━━ THE DATA ━━

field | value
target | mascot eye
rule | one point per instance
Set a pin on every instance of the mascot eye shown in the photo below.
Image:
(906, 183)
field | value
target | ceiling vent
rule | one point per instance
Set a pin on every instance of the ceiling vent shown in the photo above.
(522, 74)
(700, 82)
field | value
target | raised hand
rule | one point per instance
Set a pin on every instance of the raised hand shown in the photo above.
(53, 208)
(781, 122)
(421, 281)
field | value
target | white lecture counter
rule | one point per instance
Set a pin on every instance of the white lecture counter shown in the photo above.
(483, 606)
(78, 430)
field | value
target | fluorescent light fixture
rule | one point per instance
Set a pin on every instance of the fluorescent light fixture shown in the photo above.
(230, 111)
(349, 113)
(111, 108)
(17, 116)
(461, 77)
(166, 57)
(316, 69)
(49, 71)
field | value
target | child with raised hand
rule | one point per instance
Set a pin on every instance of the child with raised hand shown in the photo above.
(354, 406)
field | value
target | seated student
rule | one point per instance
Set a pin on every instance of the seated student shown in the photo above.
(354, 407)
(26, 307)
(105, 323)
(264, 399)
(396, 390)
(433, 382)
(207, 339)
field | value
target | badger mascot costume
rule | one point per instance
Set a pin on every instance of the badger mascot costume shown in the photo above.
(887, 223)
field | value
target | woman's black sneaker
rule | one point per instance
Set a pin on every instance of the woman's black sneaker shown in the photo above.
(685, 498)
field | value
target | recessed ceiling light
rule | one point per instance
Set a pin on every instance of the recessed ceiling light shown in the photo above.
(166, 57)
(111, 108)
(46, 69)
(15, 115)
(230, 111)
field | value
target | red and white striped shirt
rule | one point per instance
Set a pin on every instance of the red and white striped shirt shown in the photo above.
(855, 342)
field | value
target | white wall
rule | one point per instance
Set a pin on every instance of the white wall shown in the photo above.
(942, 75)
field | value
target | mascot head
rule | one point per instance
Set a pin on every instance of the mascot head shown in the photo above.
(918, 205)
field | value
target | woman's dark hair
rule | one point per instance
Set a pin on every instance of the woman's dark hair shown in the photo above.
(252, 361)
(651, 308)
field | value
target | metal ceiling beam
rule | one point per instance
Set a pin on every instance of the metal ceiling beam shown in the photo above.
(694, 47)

━━━

**EXERCISE:**
Every record above needs to be returned in full, exactly.

**WRITTEN REPLY:**
field | value
target | mascot eye
rule | one point per instance
Set a pin on every instance of the mascot eye shown in the photo below.
Image:
(906, 183)
field | value
target | ceiling vent
rule | one point per instance
Set a pin on every instance of the ceiling vent shown in the photo above.
(522, 74)
(700, 82)
field | value
target | raised hand
rule | one point per instance
Set a pin on every instance of the raised hand shown in the photo above.
(53, 208)
(781, 122)
(421, 281)
field | value
target | white lecture counter
rule | one point per instance
Set a pin on every instance of the white lecture counter shown in the photo above.
(483, 606)
(78, 430)
field | value
target | fluorescent light fixture
rule | one point per instance
Set a pin on every instance of the fluorescent light fixture shown in the photo above.
(230, 111)
(349, 113)
(111, 108)
(17, 116)
(461, 77)
(166, 57)
(316, 69)
(49, 71)
field | value
target | child with raised hand
rule | one point per instance
Set a pin on every instance of the child with raised hand shown in the photo above.
(354, 406)
field | value
target | seated student
rule | one point per instance
Set a pin on every instance of the seated student shown in the photo above.
(354, 407)
(26, 307)
(105, 323)
(264, 399)
(396, 390)
(433, 382)
(207, 339)
field | value
target | badger mascot costume
rule | one point per instance
Set a pin on every instance of the badger mascot costume shown in the photo above.
(887, 223)
field | value
target | woman's black sneaker
rule | one point per instance
Set a pin on every instance of the woman's black sneaker shown in the photo above.
(685, 498)
field | value
target | recessed ceiling light
rule | one point per instance
Set a pin on every instance of the recessed ceiling light shown in the photo above.
(166, 57)
(111, 108)
(46, 69)
(15, 115)
(230, 111)
field | value
target | red and white striped shirt
rule | one point per instance
Set a pin on every instance of the red and white striped shirt shown in the photo above.
(855, 342)
field | value
target | white wall
rule | one point per instance
Set a pin on every instance of the white wall shown in the photo above.
(942, 75)
field | value
target | mascot head
rule | one point per instance
Set a pin on every instance of the mascot head shown in the photo above.
(918, 205)
field | value
target | woman's dark hair
rule | one point per instance
Set a pin on every instance of the woman's dark hair shown in the photo above.
(252, 361)
(651, 308)
field | value
target | metal ceiling beam
rule | one point per instance
Set a pin on every instance of the metal ceiling beam shown in the photo above.
(694, 47)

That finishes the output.